__所给摘录__:
早在碰到文字史料之前,我从村里的老人们的口中很多次听到过这片山脉里发生的故事。是好人与坏人的故事,好人们从万里之外到我家山背后河西走廊,要解放被坏人们欺压的百姓,坏人们不但欺压百姓,还要倾巢出动去围剿好人,坏人多、好人少,坏人们凶狠、好人们勇敢,坏人们以逸待劳、好人们万里跋涉,好人同坏人在大山里殊死搏斗,好人们壮烈就义,坏人们嗜杀成性。而故事结果是好人们星星之火最终燎原,坏人们洪水猛兽终究消退消灭。为增强故事的真实性,老人们拿出证据:某某村的某老汉就是好人队伍里的战士,某某村的某老奶奶是好人文工团中文艺兵,某某山沟那些烧焦的枯树桩就是战火烧毁的,某某家的烧火棍是从战场上捡来的枪筒。这些发生在我们后山里好人与坏人的战役,被老人们讲述成故事,被导演们拍成电影,被学者们写成历史书。我小时候,国庆节期间县上举办庆祝新中国成立五十华诞,县城广场里有各种文艺演出,本县的皮影戏也与时俱进,改编歌颂烈士的曲目,台下观者无不肃然,结尾唱词最壮烈:“大战接小斗,斗柄高悬;枪声至拂晓,晓霜凌寒;寒月冷千山,山风烈,烈烈战火映河西,西路军洒热血,血染戈壁、血染河流、血染草原、血染雪山。”

好人是西路军,坏人是国民党军阀马步芳,山是祁连山。那些故事里流落下来的红军老战士们早已离开人世,那些讲故事的老人们也长眠在祁连山的某个山谷或道梁。后来我向好多人打听那场皮影戏的艺人和曲目叫什么名字,艺人业已谢世,至于曲目更是无人知晓,二十多年后的今日,我还是清晰地记得皮影戏里演唱西路红军的那声悲壮之气。

__书面任务__: 请把摘录中从“好人是西路军,坏人是国民党军”到“演唱西路红军的那声悲壮之气。”的这一段一字不改地抄出来。 作答时只以这段摘录为依据。

指向数据集中的条目
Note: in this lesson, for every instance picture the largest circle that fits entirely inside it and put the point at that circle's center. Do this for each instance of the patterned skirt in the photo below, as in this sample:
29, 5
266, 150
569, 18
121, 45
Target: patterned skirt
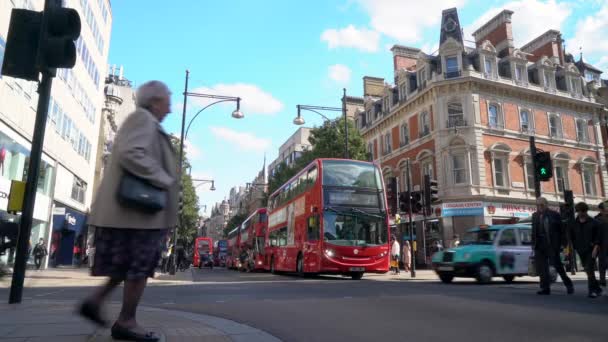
127, 254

__任务答案__:
好人是西路军,坏人是国民党军阀马步芳,山是祁连山。那些故事里流落下来的红军老战士们早已离开人世,那些讲故事的老人们也长眠在祁连山的某个山谷或道梁。后来我向好多人打听那场皮影戏的艺人和曲目叫什么名字,艺人业已谢世,至于曲目更是无人知晓,二十多年后的今日,我还是清晰地记得皮影戏里演唱西路红军的那声悲壮之气。